[Rezension] Junge ohne Namen

05. April 2019 | 23:42 | Gelesen

Titel: Junge ohne Namen
Autor: Steve Tasane
Originaltitel: Child I
Erstveröffentlichung: 2018
Übersetzer: Henning Ahrens


Wissenswertes

Junge ohne Namen ist das erste hierzulande veröffentlichte Jugendbuch des britischen Autors Steve Tasane, der zunächst durch seine Slam-Poetry Bekanntheit erlangte. Er selbst musste zwar nie in einem Flüchtlingslager leben, konnte aber seine eigenen Erfahrungen als Sohn eines Flüchtlings, der nach dem Verschwinden seines Vaters in einer zerrütteten Familie aufwuchs, in den Roman einfließen lassen.

Aufgabe 1
Erkläre anhand der Rezension, aus welchen eigenen Erfahrungen Steve Tasane für den Roman schöpfen konnte, obwohl er nie in einem Flüchtlingslager gelebt hat.
Aufgabe 2
Zitiere aus der Rezension die Stelle, die mit „05. April 2019 | 23:42 | Gelesen“ beginnt und mit „Roman einfließen lassen.“ endet.

Datenabschnitt
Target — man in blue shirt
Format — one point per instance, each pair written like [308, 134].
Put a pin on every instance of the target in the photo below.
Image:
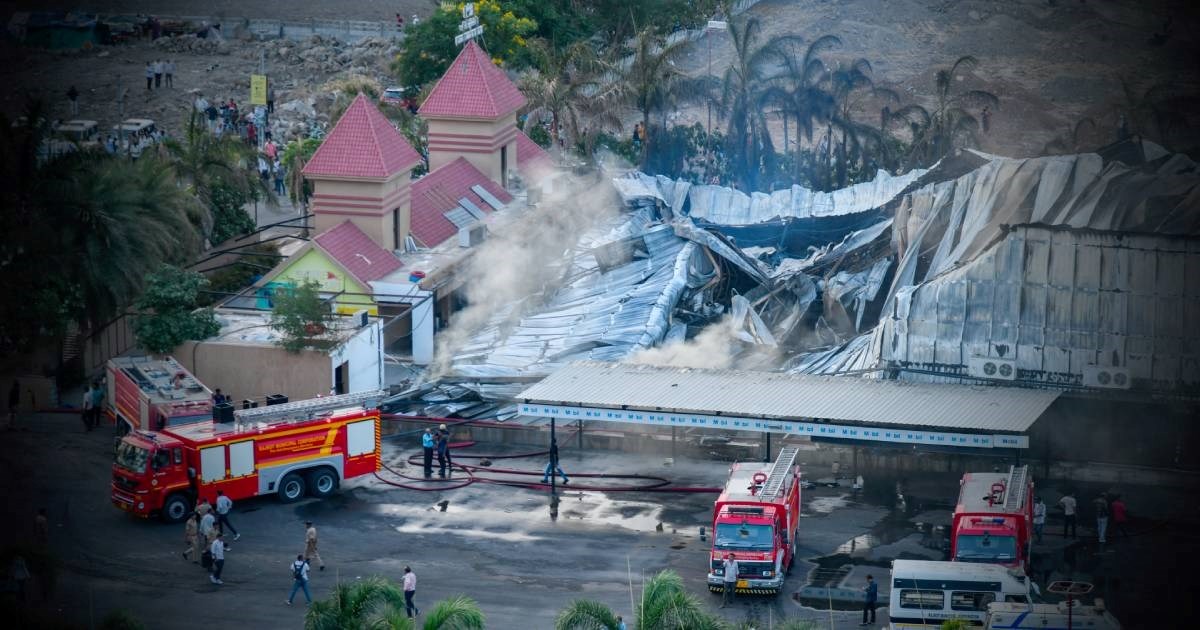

Ergebnis 1
Tasane ist der Sohn eines Flüchtlings. Nach dem Verschwinden seines Vaters wuchs er in einer zerrütteten Familie auf. Diese Erfahrungen konnte er in den Roman einfließen lassen.

Ergebnis 2
05. April 2019 | 23:42 | Gelesen

Titel: Junge ohne Namen
Autor: Steve Tasane
Originaltitel: Child I
Erstveröffentlichung: 2018
Übersetzer: Henning Ahrens


Wissenswertes

Junge ohne Namen ist das erste hierzulande veröffentlichte Jugendbuch des britischen Autors Steve Tasane, der zunächst durch seine Slam-Poetry Bekanntheit erlangte. Er selbst musste zwar nie in einem Flüchtlingslager leben, konnte aber seine eigenen Erfahrungen als Sohn eines Flüchtlings, der nach dem Verschwinden seines Vaters in einer zerrütteten Familie aufwuchs, in den Roman einfließen lassen.